■ Required task:
Copy the material below line for line, and leave the picture out of your copy.

■ Records provided:
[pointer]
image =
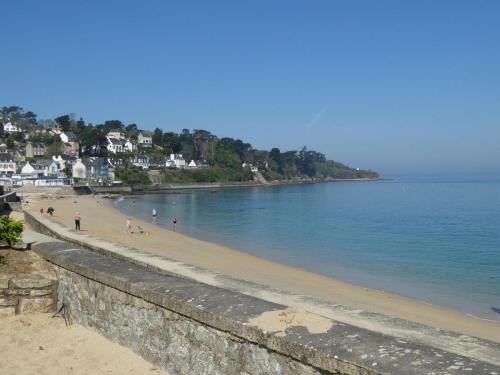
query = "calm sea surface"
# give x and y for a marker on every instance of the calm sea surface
(435, 241)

■ Exercise output:
[pointer]
image =
query = "calm sea surface"
# give x and y for a marker on every instance of the calm sea surface
(435, 241)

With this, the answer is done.